→ **What is required**
Repeat every line below without changing a single character.

→ **Provided material**
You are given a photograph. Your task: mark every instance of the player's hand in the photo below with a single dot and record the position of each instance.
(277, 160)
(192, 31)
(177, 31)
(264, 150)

→ **Result of this exercise**
You are given a photograph. Your task: mark every instance of the player's hand in the photo below with a single dot and record the position of each instance.
(277, 160)
(192, 31)
(177, 31)
(264, 150)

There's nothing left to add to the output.